> To do
Report every line of the records beneath this task that holds the string "tree".

(Stored items)
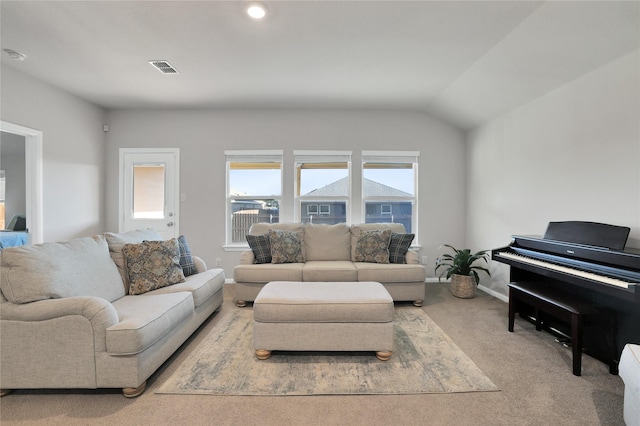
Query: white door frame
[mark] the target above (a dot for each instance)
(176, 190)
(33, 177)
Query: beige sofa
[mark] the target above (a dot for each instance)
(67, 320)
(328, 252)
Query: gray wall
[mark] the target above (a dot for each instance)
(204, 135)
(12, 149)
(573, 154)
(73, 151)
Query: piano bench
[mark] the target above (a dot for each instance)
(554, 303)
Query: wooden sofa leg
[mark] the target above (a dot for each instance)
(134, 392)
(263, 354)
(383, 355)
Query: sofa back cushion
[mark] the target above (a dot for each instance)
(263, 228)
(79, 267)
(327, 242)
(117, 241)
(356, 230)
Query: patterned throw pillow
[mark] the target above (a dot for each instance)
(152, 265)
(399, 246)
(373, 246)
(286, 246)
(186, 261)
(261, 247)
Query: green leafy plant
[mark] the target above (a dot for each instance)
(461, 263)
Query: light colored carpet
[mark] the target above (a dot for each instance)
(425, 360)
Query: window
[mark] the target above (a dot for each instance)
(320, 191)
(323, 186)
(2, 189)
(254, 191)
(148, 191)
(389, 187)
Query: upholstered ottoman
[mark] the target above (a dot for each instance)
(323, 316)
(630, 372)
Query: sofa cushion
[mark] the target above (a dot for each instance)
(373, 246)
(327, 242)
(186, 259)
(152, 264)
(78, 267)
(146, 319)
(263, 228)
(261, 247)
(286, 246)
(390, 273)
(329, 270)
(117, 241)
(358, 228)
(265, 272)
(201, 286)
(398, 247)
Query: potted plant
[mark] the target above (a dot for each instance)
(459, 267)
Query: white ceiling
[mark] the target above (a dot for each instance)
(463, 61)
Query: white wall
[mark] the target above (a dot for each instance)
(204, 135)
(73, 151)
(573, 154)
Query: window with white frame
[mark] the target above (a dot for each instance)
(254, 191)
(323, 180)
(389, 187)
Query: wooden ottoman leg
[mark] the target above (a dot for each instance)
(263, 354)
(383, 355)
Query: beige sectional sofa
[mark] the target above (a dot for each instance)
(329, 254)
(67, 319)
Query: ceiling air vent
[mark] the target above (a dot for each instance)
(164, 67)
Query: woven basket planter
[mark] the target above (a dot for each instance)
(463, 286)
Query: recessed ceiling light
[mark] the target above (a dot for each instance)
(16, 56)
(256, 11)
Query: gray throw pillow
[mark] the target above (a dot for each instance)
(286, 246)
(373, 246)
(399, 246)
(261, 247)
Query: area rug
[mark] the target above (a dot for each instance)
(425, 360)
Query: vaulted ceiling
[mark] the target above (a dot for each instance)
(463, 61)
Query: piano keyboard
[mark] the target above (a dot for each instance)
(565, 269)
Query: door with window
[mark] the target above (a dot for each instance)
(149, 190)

---

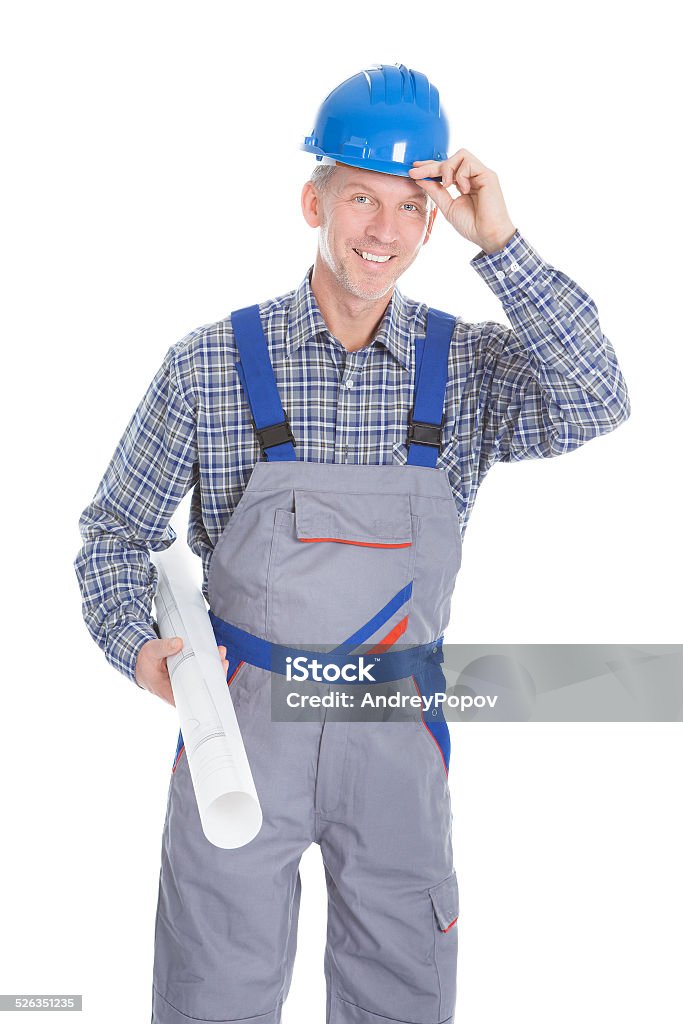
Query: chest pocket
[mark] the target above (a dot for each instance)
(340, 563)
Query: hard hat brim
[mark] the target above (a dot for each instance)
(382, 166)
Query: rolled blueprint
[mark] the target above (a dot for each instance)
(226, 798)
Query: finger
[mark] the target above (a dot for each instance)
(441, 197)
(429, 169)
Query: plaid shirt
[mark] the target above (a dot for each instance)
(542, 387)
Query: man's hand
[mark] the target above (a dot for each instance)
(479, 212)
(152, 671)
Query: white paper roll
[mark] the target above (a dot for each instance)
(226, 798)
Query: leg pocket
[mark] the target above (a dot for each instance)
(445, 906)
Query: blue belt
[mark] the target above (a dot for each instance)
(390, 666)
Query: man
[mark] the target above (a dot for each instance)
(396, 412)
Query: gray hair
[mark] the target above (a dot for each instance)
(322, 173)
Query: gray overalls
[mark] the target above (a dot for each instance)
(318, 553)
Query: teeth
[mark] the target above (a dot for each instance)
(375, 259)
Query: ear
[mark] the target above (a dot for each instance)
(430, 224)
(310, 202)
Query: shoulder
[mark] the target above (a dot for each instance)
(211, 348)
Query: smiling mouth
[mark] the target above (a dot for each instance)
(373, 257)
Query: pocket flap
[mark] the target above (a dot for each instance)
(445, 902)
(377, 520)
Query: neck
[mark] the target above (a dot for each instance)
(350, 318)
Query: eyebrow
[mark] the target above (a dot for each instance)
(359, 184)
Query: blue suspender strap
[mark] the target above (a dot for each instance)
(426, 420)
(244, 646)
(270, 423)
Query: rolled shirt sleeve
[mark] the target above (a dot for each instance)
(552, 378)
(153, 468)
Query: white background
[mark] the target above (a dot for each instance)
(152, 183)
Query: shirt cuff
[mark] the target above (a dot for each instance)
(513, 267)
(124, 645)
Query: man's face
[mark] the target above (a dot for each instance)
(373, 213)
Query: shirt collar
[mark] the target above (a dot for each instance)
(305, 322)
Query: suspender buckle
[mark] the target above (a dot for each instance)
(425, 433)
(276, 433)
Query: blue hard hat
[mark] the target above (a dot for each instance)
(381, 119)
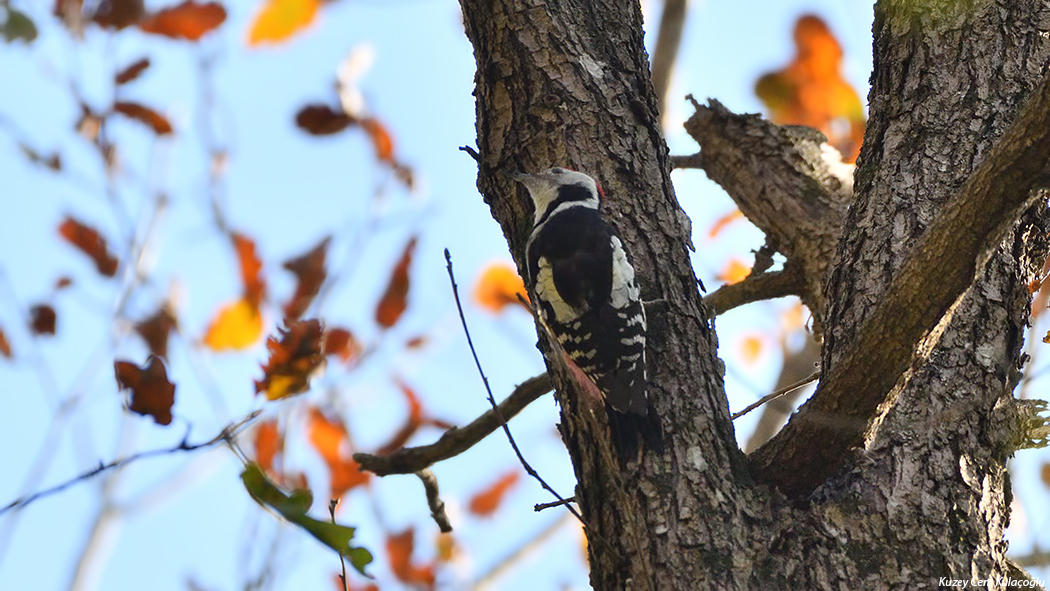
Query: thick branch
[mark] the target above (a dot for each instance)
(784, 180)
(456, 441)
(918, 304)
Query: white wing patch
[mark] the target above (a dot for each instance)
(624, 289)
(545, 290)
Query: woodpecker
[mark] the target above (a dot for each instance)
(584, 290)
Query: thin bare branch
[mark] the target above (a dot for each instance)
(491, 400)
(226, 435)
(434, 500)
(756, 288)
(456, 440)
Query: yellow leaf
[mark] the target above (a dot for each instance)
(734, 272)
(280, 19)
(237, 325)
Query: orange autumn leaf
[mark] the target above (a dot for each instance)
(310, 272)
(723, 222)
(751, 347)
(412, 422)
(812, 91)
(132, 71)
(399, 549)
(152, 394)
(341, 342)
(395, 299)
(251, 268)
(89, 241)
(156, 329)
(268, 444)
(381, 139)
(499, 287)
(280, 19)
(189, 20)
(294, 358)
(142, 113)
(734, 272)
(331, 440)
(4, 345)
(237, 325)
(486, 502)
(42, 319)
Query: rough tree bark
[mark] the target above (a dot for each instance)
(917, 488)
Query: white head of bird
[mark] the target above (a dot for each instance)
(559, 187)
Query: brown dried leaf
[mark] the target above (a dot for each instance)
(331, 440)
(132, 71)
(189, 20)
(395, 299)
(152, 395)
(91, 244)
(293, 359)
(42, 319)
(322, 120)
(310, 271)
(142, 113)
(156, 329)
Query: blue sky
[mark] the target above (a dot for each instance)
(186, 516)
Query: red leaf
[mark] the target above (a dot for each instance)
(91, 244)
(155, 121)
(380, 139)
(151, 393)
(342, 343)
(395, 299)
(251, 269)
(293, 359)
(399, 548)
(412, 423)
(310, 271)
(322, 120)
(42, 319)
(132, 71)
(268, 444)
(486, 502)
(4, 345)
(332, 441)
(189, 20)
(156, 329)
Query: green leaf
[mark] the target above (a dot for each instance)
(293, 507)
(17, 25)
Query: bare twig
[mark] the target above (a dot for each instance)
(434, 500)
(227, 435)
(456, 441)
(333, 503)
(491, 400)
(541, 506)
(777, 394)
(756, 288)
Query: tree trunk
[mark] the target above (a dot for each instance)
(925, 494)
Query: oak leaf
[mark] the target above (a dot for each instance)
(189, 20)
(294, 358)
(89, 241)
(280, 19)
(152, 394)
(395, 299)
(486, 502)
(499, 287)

...

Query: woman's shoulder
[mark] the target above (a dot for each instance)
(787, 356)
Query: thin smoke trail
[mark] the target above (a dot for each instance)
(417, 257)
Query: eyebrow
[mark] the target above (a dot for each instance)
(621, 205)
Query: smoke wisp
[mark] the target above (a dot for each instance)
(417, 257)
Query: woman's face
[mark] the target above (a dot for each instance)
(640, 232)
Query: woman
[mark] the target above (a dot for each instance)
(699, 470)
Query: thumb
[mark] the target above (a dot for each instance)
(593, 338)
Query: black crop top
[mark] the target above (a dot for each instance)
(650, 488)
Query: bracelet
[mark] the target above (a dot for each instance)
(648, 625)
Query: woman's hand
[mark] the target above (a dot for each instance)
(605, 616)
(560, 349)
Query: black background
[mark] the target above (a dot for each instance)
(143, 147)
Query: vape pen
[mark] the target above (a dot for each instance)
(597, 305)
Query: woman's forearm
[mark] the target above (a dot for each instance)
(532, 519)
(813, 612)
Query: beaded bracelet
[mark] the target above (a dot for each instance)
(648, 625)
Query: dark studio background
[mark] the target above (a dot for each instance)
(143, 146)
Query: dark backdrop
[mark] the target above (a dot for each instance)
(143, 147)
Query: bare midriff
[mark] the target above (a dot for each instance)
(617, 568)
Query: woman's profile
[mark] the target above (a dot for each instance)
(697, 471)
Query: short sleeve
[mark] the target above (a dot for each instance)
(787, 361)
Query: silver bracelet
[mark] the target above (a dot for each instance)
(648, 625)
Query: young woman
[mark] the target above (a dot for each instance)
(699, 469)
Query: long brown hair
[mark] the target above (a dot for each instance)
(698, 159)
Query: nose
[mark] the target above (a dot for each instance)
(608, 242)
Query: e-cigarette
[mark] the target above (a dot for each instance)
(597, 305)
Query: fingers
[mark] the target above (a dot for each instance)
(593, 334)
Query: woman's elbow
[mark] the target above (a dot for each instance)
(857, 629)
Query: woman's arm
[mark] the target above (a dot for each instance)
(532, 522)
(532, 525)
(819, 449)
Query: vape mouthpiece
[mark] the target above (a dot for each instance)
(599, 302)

> Result
Query: rough tree bark
Query: tree trunk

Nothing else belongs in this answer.